• **Directions for this task**
Rewrite the records below as a JSON list of strings, one string per line and no blank lines. Start at the beginning of the records and end with the line that contains "93;287;118;313", including that line.

• **Material**

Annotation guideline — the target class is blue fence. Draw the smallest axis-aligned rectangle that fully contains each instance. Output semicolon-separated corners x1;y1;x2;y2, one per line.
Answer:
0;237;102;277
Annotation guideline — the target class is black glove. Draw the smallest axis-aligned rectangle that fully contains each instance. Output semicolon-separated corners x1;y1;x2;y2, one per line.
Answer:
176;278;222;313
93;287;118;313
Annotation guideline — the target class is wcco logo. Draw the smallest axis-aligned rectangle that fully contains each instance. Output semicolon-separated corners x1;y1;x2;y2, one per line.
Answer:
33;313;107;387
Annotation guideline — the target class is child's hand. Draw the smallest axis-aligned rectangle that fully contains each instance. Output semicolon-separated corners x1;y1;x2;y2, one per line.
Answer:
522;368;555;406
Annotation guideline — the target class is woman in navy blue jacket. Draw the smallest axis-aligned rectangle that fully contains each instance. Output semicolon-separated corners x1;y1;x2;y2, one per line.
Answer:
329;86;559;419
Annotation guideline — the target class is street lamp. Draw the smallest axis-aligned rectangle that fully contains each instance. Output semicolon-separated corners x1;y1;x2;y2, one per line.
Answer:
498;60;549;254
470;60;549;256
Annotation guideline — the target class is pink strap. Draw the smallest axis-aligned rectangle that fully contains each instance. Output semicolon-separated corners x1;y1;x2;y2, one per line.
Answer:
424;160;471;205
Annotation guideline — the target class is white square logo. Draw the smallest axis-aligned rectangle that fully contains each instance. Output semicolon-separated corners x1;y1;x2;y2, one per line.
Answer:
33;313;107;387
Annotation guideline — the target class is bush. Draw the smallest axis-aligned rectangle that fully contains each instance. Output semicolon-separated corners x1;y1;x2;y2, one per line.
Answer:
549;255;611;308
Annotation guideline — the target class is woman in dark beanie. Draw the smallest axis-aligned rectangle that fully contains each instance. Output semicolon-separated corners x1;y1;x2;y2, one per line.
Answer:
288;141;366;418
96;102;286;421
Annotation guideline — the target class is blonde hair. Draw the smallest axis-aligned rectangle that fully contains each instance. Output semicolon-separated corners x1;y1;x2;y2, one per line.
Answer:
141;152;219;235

• **Exercise result**
[
  "Annotation guideline — the target class is blue fence. Draw the smallest axis-aligned rectangle that fully contains each instance. Output semicolon-separated corners x1;y1;x2;y2, one per line.",
  "Answer:",
  "0;237;102;277",
  "Annotation guideline — the target class is black glove. Draw the smallest axis-aligned rectangle that fully contains each instance. Output semicolon-separated corners x1;y1;x2;y2, one per line.",
  "Answer:",
  "176;278;222;313",
  "93;287;118;313"
]